■ **What is expected**
Reproduce word for word the stretch of the article on Estonia's gambling tax error from "Catherine Flick, a" through "for fixing them.".

■ **Excerpt**
____

Estonia’s parliament passed a gambling tax change in December with the wrong legal wording, and the mistake left online casinos outside the intended tax scope for a year, according to WIRED. The error mattered because Estonia’s gambling sector is worth about €300 million, or $343 million, and the online market is among the fastest-growing in the EU.
The Riigikogu, Estonia’s parliament, meant to reduce the tax rate on remote gambling. The enacted language, however, referred only to “skill games” for that year. Games of chance and remote gambling were not covered by the wording, creating a loophole that cost the government €24 million, or $27.4 million, in annual gambling revenue, according to a post by Luukas Ilves, Estonia’s former undersecretary for digital transformation, cited by WIRED.
A lawyer working for a gambling operator found the problem. Ilves later ran the legislation through Anthropic’s Claude and Google’s Gemini, and said both systems immediately caught the inconsistency. That is a fairly brutal review from tools usually marketed with enough gloss to blind a procurement department.
Ilves then built Apsakaleidja, translated as “Fuckup Finder,” a prototype that checks draft bills from the Riigikogu website. The tool flags issues including broken legal references, conflicting language, bad arithmetic and dates that cannot work. It labels findings as high, medium or low risk. WIRED reported that, among 112 bills listed by the tool at the time, 102 were marked high risk.
Prime Minister Kristen Michal told WIRED the episode showed that AI could help public officials and citizens review government work. He also pointed to Ilves’ quickly built checker as an example of “agentic tools” being useful outside the state itself.
From cleanup tool to government policy
After the tax mistake, Michal pushed for broader use of AI in government. In January, he suggested Estonia could use systems like Apsakaleidja to check draft legislation for loopholes before adoption, according to Estonian public broadcaster ERR. He also launched Eesti.ai, a program meant to improve AI skills in Estonia with a stated goal of doubling productivity by 2035. Ilves and Bolt founder Markus Villig are advisers to the initiative.
In April, Estonia’s government sent parliament a bill that would allow state and local authorities to use digital tools, including AI, to automate administrative procedures. The bill is still being debated by the Riigikogu, according to WIRED. In June, Michal told an Eesti.ai meeting that Estonia could become the first country to create official digital identities for AI agents if the plan proceeds.
Kirke Maar, team lead of Eesti.ai, told WIRED the bill is intentionally broad. She said Estonia is drawing a line between rule-based decisions and decisions that require judgment. If the law says a person qualifies once verifiable facts are present, automation may be suitable. If officials must weigh competing interests or personal circumstances, Maar said a human should be involved from the beginning.
Maar and Ilves told WIRED that people would be able to invoke a right to be heard during an automated process, which would stop the automation and move the matter to a human official. They said automation would also be excluded when a citizen disputes a decision. Each automated administrative decision would need an audit trail showing the data used, the rule applied, when the decision happened and how the citizen could challenge or correct it.
Catherine Flick, a technology ethics researcher at the University of Staffordshire, told WIRED the tax error also raises an old-fashioned governance problem: human review failed. She said someone still needs to read legislation with the relevant context before it becomes law.
Liina Vahtras, managing director of Estonia’s e-residency program, told WIRED that AI agents acting across public services, banks and registers need clear ownership, authorization, permissions and responsibility. Michal drew the same boundary around power. He told WIRED that AI may identify mistakes, but parliament, courts and public administrators remain responsible for fixing them.
This story draws on original reporting from WIRED.

____

■ **Dataset extract**
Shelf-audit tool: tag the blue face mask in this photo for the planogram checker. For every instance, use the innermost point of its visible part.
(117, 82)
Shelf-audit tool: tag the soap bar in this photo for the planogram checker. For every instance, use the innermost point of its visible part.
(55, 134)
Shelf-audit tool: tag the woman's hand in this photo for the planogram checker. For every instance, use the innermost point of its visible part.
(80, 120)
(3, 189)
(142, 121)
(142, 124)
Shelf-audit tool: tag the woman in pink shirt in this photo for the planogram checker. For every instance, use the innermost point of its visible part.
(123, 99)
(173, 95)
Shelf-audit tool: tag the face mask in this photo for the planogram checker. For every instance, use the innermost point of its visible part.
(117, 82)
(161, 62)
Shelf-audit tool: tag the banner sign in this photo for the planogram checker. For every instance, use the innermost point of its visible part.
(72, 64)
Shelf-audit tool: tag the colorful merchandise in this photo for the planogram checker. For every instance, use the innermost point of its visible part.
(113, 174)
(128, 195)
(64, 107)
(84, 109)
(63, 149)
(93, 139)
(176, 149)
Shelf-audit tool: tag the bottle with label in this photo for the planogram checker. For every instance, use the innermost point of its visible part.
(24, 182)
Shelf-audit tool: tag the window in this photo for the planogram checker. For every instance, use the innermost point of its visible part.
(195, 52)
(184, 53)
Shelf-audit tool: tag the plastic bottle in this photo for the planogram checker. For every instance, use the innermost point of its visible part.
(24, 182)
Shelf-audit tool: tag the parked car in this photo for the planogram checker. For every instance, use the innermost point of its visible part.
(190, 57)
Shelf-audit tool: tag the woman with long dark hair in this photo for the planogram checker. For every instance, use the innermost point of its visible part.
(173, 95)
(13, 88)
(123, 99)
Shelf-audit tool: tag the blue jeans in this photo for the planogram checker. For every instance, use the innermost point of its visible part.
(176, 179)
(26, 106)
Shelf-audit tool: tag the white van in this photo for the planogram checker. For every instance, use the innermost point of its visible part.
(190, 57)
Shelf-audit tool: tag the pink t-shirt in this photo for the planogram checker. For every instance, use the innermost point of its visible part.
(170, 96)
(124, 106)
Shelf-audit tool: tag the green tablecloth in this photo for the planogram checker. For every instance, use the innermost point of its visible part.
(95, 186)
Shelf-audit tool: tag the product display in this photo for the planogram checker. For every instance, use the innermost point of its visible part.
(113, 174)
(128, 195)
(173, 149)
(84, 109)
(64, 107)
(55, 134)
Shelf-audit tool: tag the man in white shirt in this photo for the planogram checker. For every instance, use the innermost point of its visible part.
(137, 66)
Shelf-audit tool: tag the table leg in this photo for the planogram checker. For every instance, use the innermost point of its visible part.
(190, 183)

____

■ **Solution**
Catherine Flick, a technology ethics researcher at the University of Staffordshire, told WIRED the tax error also raises an old-fashioned governance problem: human review failed. She said someone still needs to read legislation with the relevant context before it becomes law.
Liina Vahtras, managing director of Estonia’s e-residency program, told WIRED that AI agents acting across public services, banks and registers need clear ownership, authorization, permissions and responsibility. Michal drew the same boundary around power. He told WIRED that AI may identify mistakes, but parliament, courts and public administrators remain responsible for fixing them.